Excerpt provided:
Often, we get impatient. 
The smallest things trigger us, and we complain, “This is taking forever.”
When our computers take a few seconds to start up, our online purchase takes a while longer to process, or when we are waiting in the lunch queue for our chicken rice, we cluck our tongues and keep checking our watches (or phones) and groan inwardly.

For those who drive, we can identify with this when we are stuck in a traffic jam. Some drivers can’t help but drift from lane to lane, hoping the other lane would prove to move faster. We tap on our steering wheel and keep checking for updates on the traffic situation. 

Waiting is hard. But perhaps our response to waiting indicates something deeper in our hearts.

As Tish Harrison Warren puts it in Liturgy of the Ordinary (2016), “Christians are people who wait. We live in liminal time, in the already and not yet.” Christ has come and he has redeemed us, but we are on the journey of awaiting his return in glory. 

In church, we declare that Christ has died, Christ has risen, Christ will come again. This is the hope that we hold on to and for good reason. But the question is, are we living our lives with that same hope, that same disposition of patience knowing that time is in God’s hands in our everyday lives?

Christians are people who wait. We live in liminal time, in the already and not yet.

For Christians, we ought to live differently. 

I like how Hans Urs von Balthasar puts it across in A Theology of History (1963). He talks about the significance that patience has on our lives as Christians. He suggests that in God’s time, he has planned for humans to enjoy all the good that he has given. Therefore, “all disobedience, all sin, consists essentially in breaking out of time” and the coming of Christ made ready a “repentant return from a false, swift transfer of eternity to a true, slow confinement in time”.

Task item A:
In the excerpt on Christian patience, what book contains the quotation from Tish Harrison Warren?
Task item B:
Write the next part of the excerpt on Christian patience, starting after its final sentence.

[Data records]
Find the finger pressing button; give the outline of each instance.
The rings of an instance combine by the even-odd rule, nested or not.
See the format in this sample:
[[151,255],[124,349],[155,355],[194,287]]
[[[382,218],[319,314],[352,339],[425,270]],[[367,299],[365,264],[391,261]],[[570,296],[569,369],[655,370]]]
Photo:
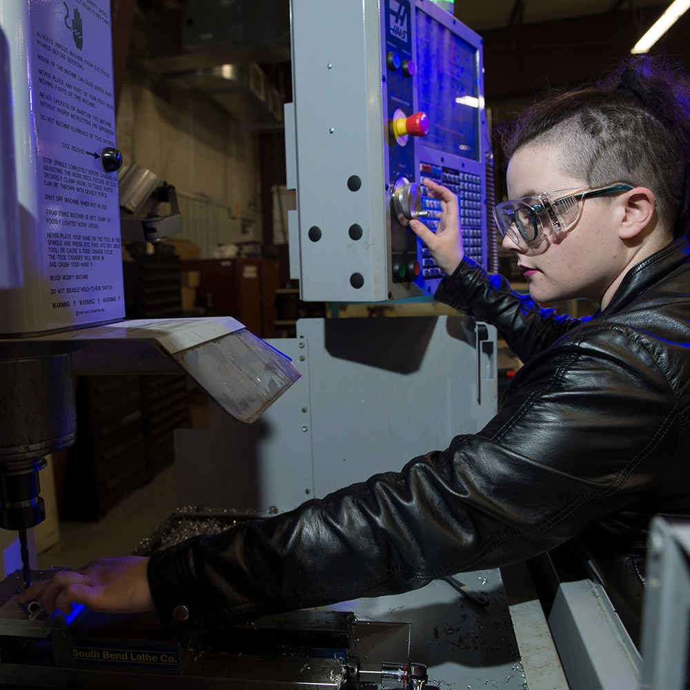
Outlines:
[[172,618],[183,623],[189,618],[189,611],[186,606],[176,606],[172,611]]

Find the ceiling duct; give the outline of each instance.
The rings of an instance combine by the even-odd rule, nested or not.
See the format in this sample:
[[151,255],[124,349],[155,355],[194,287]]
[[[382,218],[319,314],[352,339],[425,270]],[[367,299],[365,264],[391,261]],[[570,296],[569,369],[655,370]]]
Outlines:
[[245,124],[282,122],[283,102],[255,63],[216,65],[195,71],[169,75],[173,89],[199,89],[219,103]]
[[290,46],[288,0],[195,0],[184,5],[188,52]]

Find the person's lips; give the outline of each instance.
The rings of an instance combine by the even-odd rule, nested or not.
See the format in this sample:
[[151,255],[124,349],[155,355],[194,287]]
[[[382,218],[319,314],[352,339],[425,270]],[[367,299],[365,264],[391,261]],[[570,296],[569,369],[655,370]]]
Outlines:
[[539,273],[538,268],[531,268],[529,266],[522,266],[522,264],[518,264],[518,266],[522,269],[522,275],[526,278],[529,278],[533,275],[536,275],[536,274]]

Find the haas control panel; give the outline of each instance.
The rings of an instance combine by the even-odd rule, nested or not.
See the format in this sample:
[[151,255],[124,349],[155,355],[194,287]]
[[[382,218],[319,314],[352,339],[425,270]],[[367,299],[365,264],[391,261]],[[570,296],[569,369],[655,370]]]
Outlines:
[[431,0],[291,0],[291,9],[286,152],[297,208],[288,225],[302,299],[433,294],[442,273],[409,226],[439,228],[424,178],[457,195],[465,252],[486,266],[480,37]]

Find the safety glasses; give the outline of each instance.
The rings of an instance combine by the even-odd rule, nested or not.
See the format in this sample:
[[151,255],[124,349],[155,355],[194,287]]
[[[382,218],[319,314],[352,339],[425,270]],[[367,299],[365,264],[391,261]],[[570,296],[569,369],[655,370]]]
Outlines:
[[493,209],[493,217],[504,237],[507,235],[515,244],[522,242],[535,247],[549,235],[574,225],[582,212],[585,199],[632,188],[622,182],[615,182],[604,187],[544,192],[499,204]]

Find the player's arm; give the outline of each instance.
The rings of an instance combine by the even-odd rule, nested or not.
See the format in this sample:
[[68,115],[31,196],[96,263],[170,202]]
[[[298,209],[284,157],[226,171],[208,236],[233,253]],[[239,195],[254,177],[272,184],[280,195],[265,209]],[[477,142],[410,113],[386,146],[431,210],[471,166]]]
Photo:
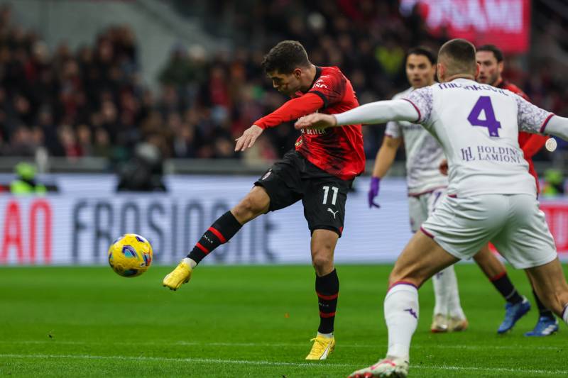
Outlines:
[[374,199],[378,195],[381,179],[386,174],[390,166],[393,165],[393,162],[396,156],[396,150],[398,150],[402,141],[402,138],[395,138],[385,133],[383,144],[378,149],[375,158],[375,165],[373,167],[371,187],[368,193],[368,207],[380,207],[378,204],[375,203]]
[[538,134],[531,135],[527,141],[525,142],[525,144],[520,146],[525,159],[530,159],[532,157],[535,153],[539,152],[540,149],[544,147],[547,140],[548,138],[544,135],[540,135]]
[[568,118],[558,116],[551,117],[541,132],[568,140]]
[[252,126],[245,130],[243,135],[236,140],[235,151],[244,151],[252,147],[264,129],[297,119],[317,111],[323,106],[323,99],[314,93],[307,93],[286,101],[282,106],[257,120]]
[[389,121],[417,123],[420,119],[417,108],[407,100],[371,102],[339,114],[315,113],[302,117],[296,122],[297,129],[310,127],[334,127],[358,123],[384,123]]
[[550,134],[568,140],[568,118],[559,117],[516,96],[519,130],[527,133]]

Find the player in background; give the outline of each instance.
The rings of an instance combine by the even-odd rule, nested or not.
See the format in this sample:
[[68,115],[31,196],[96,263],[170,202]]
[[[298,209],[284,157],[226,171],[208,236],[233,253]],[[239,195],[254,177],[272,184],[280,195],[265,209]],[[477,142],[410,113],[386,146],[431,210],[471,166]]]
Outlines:
[[568,140],[568,118],[506,89],[477,83],[479,73],[474,45],[452,40],[438,53],[439,84],[400,100],[296,122],[297,128],[415,122],[435,135],[448,160],[447,196],[405,247],[389,277],[387,356],[352,377],[406,377],[418,323],[418,288],[489,241],[514,267],[525,270],[545,306],[568,324],[568,284],[518,144],[519,130]]
[[[235,151],[251,148],[268,128],[315,111],[334,113],[359,106],[351,82],[337,67],[317,67],[297,41],[273,48],[262,67],[278,91],[292,99],[256,121],[236,139]],[[339,280],[334,251],[343,231],[347,192],[363,172],[365,155],[361,125],[329,130],[305,129],[295,149],[287,152],[254,183],[236,206],[209,227],[193,250],[163,279],[173,290],[190,280],[199,262],[257,216],[302,201],[311,233],[312,262],[320,308],[320,326],[306,360],[325,360],[333,351]]]
[[[403,98],[413,90],[435,82],[436,57],[427,48],[411,48],[406,55],[406,77],[411,87],[393,97]],[[406,152],[406,182],[408,187],[408,212],[410,228],[416,233],[445,195],[447,177],[438,169],[444,160],[444,151],[434,137],[420,125],[411,122],[387,123],[383,143],[377,152],[368,191],[369,207],[378,208],[381,179],[393,165],[396,151],[404,141]],[[432,277],[435,304],[432,332],[459,331],[467,328],[467,319],[459,301],[457,279],[449,266]]]
[[[476,58],[480,67],[479,76],[477,77],[478,82],[488,84],[503,89],[508,89],[525,100],[530,101],[528,96],[518,87],[503,80],[501,76],[504,65],[503,52],[496,46],[485,45],[478,48],[476,52]],[[523,131],[519,132],[519,145],[520,149],[523,150],[525,160],[528,163],[528,172],[535,177],[537,194],[540,192],[540,187],[538,176],[535,170],[535,165],[532,163],[532,156],[542,148],[547,138],[543,135]],[[489,250],[488,245],[481,248],[481,250],[474,257],[474,259],[475,259],[484,273],[507,301],[505,307],[505,319],[497,330],[498,333],[507,332],[513,328],[517,321],[528,312],[530,308],[530,304],[526,299],[519,295],[518,291],[515,289],[507,275],[505,265],[495,258],[495,256]],[[552,312],[544,306],[542,302],[538,299],[538,296],[537,296],[534,289],[532,289],[532,294],[538,308],[539,318],[535,328],[525,333],[525,335],[547,336],[552,335],[558,330],[558,321]]]

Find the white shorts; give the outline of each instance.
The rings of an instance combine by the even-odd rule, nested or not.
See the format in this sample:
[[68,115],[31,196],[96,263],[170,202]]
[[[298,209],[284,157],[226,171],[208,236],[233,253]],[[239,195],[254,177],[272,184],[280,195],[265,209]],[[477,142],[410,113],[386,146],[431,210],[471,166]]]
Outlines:
[[438,188],[418,196],[408,195],[408,215],[410,217],[410,230],[415,233],[420,229],[430,213],[446,196],[446,188]]
[[542,265],[557,257],[545,213],[528,194],[446,196],[422,230],[459,259],[472,257],[488,241],[517,269]]

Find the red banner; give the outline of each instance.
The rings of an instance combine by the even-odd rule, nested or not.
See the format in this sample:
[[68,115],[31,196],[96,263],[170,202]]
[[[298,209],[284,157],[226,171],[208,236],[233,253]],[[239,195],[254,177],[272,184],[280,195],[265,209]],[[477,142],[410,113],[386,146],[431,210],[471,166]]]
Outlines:
[[505,52],[525,52],[530,35],[530,0],[400,0],[400,11],[415,6],[432,34],[491,43]]
[[544,202],[540,209],[546,215],[546,221],[559,253],[568,255],[568,203]]

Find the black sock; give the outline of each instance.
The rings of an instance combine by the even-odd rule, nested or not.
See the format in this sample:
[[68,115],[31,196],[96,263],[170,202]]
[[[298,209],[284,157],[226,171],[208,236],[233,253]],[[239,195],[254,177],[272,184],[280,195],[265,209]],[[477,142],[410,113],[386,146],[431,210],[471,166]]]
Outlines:
[[317,304],[320,306],[320,333],[333,332],[335,321],[335,310],[337,308],[337,296],[339,293],[339,279],[335,269],[322,277],[315,276],[315,292],[317,294]]
[[532,295],[535,296],[535,301],[537,303],[537,307],[538,307],[539,315],[540,316],[554,318],[555,316],[552,314],[552,311],[545,307],[545,305],[542,304],[542,302],[538,299],[538,296],[537,296],[534,289],[532,290]]
[[242,225],[231,211],[227,211],[205,231],[187,257],[199,264],[211,251],[234,236],[241,227]]
[[505,298],[505,300],[510,304],[516,304],[523,301],[523,297],[519,295],[517,289],[513,286],[513,282],[509,279],[506,272],[498,274],[489,280]]

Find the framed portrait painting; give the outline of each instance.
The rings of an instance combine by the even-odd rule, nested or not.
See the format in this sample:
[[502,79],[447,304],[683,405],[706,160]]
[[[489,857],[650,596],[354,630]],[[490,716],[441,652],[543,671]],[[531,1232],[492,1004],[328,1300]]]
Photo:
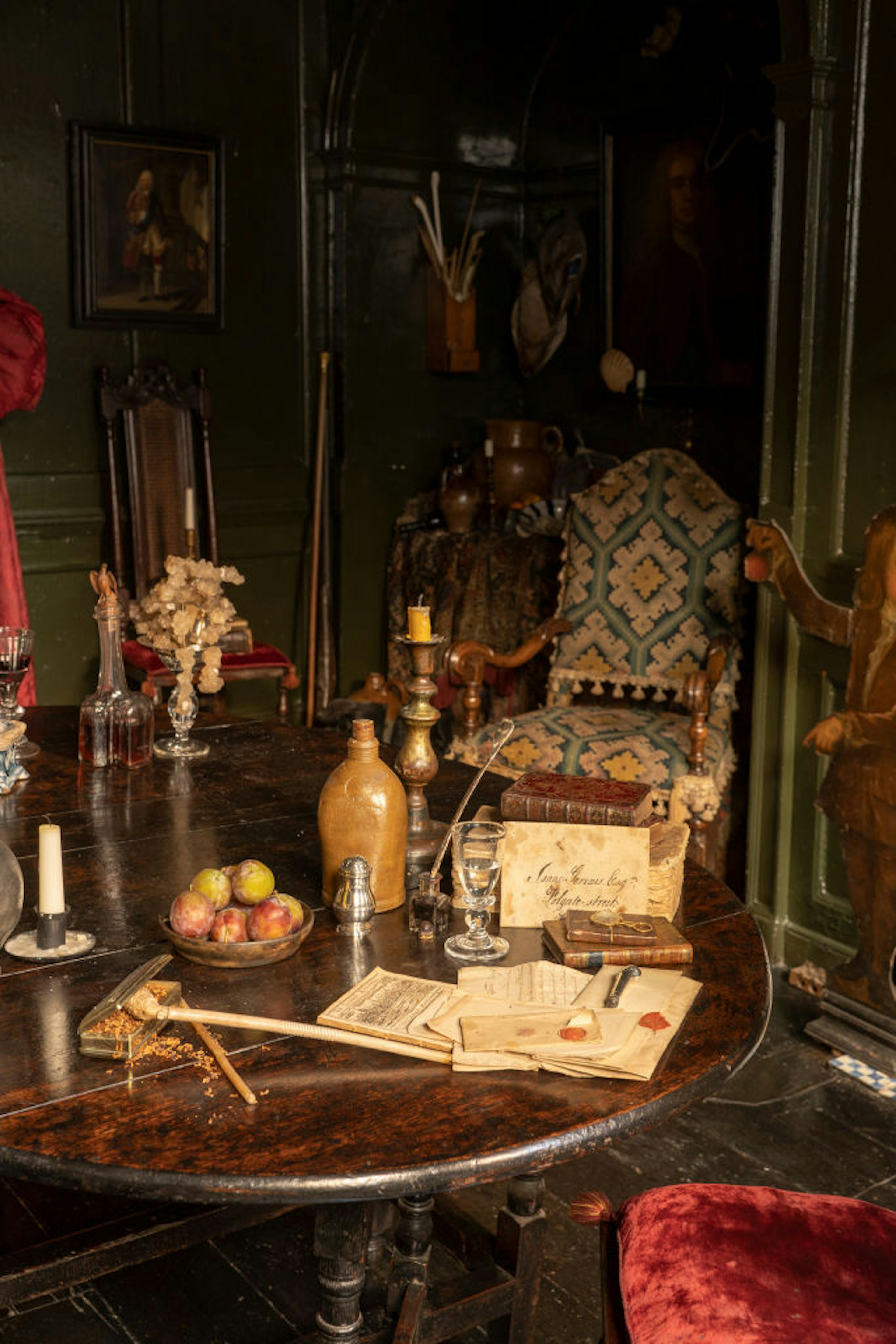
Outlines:
[[712,128],[607,137],[607,348],[649,386],[750,387],[762,367],[771,145]]
[[223,199],[216,137],[73,126],[75,324],[219,329]]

Response A:
Liturgy of the Ordinary (2016).

Response B:
This essentially is where patience in the present is training us as people who live differently and have a clear hope for eternity. Being patient in a culture that demands efficiency (sometimes at unreasonable expense) over building of relationships and inclines to instant gratification is not easy, but it is needed.

Patience is part of the fruit of the Spirit that we need to build into our spiritual disciplines. 

For those who have the privilege of being with little children, watching them put on their shoes while running late can attest to how much patience is required. It is in these daily moments where choosing patience over irritation matters. We do good to remember that. 

Patience is part of the fruit of the Spirit that we need to
build into our spiritual disciplines. 

When we are made to wait — whether in traffic, on a train disruption, or even for our family members who might be slower than us — we are learning and embodying the truth of “already and not yet”, and our response speaks volumes.

In our hectic Singaporean culture, let us as believers choose differently. 

Learn to wait graciously and with an unhurried-ness we see missing around us. 

For if time is in God’s hands, and we are living in his ways, we can live to a different rhythm and remember that we are loved and valued beyond the time-ticking demands of our days.